**Extract provided:**
>> start

BEST MODE FOR CARRYING OUT THE INVENTION
FIG. 1 is a schematic representation of an attenuator 10 in accordance with
the present invention. Attenuator 10 is formed from a fixed junction
circulator 12 connected to an input port (P1) 14, an out put port (P3) 16,
and an intermediate port (P2) via respective sections of transmission line
18 and 20. One end of another section of transmission line 22 is connected
to the circulator at P2, and the other end of transmission line 22 is
connected to a termination load 24. Transmission lines 18-22 can be
implemented as waveguides (such as described in the embodiments below),
coaxial cable, or microstrip devices. At least one variable tuning element
26 is coupled to transmission line 22 between P2 and the termination load
to vary the amount of attenuation as further described below.
Alternatively, a tunable section of transmission line could be employed
depending on the type of transmission line used.
Circulator 12 is constructed in accordance with well known design
principals as a fixed junction type circulator to controllably route
signals between respective pairs of the three ports P1, P2, and P3. While
not to be construed as limiting, circulator 12 could be formed as a
stripline junction circulator in which two ferrite disks fill spaces
between a center metallic disk and ground planes of the stripline, and
three stripline conductors are attached in 120 degree increments about the
periphery of the center disk. Circulator 12 operates to produce electrical
properties which cause microwave energy injected into an input port 14 to
be transferred to a port P2 interfacing between circulator 12 and
transmission line 22 without any significant decrease in magnitude. From
port P2, the energy propagates through transmission line 22 toward load
24.
In accordance with the present invention, the tuning element(s) 26 operate
as a de-tuned filter allowing a portion of the signal energy to pass and
propagate into load 24 for dissipation in the form of heat. The remaining
portion of signal energy is reflected back to port P2 of circulator 12 for
subsequent transfer/routing to an output port 16 without any significant
decrease in magnitude. Thus, the energy available at port 16 equals the
incident energy at port 14 minus the energy dissipated in load 24,
allowing for a very small and negligible insertion loss in circulator 12.

>> end

**Complete the following:**
1. Answer these from the attenuator passage:
(a) What three forms can transmission lines 18-22 take?
(b) At what angular increments are the three stripline conductors attached around the center disk?
(c) In what form is the signal energy passing into load 24 dissipated?
2. Please copy the attenuator passage word for word, from "BEST MODE FOR" up to and including "further described below.".
The entries aren't needed for any of this.

**Given information:**
>> start

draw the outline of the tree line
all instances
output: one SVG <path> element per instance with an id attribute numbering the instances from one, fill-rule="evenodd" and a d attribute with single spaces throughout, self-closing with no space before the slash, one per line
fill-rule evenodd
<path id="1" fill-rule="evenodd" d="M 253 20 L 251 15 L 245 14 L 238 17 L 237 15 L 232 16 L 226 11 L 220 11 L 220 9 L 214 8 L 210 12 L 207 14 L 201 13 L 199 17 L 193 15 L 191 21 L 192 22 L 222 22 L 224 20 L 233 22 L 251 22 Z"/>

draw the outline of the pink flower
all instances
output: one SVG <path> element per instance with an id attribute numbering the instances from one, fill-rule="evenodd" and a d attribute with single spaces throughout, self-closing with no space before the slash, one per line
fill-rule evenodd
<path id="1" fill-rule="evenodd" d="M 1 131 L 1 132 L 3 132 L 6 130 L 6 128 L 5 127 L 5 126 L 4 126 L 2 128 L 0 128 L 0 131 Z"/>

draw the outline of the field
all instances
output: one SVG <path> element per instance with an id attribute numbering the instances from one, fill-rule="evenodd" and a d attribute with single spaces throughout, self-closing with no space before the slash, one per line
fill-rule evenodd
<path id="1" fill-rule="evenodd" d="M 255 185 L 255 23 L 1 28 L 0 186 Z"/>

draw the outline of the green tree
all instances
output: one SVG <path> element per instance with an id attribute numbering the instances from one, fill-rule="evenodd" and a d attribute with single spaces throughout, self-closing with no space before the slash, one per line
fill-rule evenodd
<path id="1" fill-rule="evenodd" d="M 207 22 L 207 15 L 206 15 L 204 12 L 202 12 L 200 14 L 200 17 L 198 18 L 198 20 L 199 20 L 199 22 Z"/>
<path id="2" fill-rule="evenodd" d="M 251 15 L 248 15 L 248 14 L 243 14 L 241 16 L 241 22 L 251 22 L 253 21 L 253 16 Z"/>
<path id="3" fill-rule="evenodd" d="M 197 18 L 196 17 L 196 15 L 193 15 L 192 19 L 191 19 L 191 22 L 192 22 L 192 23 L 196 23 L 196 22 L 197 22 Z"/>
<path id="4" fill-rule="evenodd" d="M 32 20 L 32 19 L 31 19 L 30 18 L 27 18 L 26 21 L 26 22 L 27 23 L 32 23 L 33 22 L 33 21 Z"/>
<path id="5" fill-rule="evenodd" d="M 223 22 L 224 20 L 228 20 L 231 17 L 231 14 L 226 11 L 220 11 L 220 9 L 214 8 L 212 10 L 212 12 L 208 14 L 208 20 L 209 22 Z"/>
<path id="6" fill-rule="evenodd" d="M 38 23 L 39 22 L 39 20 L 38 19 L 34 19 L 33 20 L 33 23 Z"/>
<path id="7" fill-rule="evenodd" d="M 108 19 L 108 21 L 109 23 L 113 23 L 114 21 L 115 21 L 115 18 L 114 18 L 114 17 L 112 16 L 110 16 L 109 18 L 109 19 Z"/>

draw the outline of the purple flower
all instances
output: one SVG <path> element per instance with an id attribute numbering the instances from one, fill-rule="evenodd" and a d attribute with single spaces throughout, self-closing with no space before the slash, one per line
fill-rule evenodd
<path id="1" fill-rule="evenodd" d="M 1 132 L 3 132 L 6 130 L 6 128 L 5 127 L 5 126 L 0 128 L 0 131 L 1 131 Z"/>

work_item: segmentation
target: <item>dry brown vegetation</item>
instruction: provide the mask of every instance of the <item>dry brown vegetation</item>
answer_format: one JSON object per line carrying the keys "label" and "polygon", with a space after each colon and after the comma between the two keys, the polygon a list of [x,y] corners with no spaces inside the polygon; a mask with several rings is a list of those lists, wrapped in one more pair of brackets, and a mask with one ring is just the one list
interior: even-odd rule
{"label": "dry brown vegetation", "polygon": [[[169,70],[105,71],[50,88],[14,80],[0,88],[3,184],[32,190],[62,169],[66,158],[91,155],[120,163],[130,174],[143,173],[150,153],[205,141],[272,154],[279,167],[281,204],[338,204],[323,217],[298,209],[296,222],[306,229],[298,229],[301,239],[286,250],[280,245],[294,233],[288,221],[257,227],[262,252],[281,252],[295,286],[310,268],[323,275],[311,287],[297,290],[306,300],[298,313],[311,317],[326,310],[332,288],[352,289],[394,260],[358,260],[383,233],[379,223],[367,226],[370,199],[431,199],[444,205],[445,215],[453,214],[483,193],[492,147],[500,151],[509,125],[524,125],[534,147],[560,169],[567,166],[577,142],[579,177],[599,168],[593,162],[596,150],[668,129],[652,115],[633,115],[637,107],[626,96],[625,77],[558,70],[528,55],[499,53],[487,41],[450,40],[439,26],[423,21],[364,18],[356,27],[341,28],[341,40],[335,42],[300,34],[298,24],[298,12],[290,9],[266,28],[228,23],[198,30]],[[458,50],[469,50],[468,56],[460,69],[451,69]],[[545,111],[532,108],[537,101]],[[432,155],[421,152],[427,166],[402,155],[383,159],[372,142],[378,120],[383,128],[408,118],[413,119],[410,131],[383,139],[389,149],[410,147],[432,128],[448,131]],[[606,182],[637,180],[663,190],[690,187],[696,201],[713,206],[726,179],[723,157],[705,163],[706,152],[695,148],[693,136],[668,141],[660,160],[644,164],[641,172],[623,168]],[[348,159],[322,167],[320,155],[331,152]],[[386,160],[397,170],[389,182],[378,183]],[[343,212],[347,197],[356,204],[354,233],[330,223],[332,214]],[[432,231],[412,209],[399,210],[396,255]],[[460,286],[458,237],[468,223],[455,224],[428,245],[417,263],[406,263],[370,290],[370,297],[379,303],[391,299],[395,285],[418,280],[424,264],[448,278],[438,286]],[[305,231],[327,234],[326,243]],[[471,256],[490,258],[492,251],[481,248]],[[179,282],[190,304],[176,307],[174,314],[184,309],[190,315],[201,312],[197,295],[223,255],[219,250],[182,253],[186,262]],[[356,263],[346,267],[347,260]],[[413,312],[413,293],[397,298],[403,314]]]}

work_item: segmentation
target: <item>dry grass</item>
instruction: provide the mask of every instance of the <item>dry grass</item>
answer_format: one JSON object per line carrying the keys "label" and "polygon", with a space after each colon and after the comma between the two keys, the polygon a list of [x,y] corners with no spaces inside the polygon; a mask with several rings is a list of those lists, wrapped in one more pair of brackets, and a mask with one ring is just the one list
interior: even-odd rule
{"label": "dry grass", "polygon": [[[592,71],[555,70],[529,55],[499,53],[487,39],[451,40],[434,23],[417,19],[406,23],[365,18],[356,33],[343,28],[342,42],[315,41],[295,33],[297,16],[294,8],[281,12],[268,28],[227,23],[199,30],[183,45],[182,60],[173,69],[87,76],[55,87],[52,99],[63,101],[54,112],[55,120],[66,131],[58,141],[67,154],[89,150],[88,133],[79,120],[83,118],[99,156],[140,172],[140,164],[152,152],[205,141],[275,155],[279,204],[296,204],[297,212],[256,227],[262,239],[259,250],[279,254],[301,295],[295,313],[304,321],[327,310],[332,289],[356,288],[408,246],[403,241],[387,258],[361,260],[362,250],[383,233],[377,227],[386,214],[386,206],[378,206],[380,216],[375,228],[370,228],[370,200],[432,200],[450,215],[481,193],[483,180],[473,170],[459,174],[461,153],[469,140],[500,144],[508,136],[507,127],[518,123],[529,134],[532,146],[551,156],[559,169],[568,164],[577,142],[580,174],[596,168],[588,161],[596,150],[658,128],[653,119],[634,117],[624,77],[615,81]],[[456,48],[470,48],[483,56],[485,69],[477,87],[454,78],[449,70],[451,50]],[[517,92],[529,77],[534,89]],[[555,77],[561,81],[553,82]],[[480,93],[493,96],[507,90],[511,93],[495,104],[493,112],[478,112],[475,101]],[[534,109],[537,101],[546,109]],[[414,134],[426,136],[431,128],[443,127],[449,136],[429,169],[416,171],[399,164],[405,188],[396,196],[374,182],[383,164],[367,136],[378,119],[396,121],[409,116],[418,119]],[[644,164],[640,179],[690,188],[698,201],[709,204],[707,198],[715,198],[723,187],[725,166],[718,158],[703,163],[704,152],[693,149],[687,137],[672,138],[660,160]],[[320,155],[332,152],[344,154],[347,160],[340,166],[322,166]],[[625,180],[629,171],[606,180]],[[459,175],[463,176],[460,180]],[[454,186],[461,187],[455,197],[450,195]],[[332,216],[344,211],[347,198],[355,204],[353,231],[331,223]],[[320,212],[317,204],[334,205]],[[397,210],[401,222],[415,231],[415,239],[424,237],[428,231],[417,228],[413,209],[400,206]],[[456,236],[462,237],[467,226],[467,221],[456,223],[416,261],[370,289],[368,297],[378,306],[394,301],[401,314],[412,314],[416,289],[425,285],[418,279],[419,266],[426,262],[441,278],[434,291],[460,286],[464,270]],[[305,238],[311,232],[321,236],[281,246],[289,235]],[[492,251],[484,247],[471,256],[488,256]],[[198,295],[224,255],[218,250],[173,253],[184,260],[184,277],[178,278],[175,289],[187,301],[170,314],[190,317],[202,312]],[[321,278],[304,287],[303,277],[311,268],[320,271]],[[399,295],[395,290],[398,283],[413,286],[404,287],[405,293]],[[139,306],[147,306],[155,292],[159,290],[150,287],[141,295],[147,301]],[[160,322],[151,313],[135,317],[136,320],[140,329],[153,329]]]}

>> end

**Per-task outputs:**
1.
(a) Waveguides, coaxial cable, or microstrip devices.
(b) 120 degree increments.
(c) Heat.

2.
BEST MODE FOR CARRYING OUT THE INVENTION
FIG. 1 is a schematic representation of an attenuator 10 in accordance with
the present invention. Attenuator 10 is formed from a fixed junction
circulator 12 connected to an input port (P1) 14, an out put port (P3) 16,
and an intermediate port (P2) via respective sections of transmission line
18 and 20. One end of another section of transmission line 22 is connected
to the circulator at P2, and the other end of transmission line 22 is
connected to a termination load 24. Transmission lines 18-22 can be
implemented as waveguides (such as described in the embodiments below),
coaxial cable, or microstrip devices. At least one variable tuning element
26 is coupled to transmission line 22 between P2 and the termination load
to vary the amount of attenuation as further described below.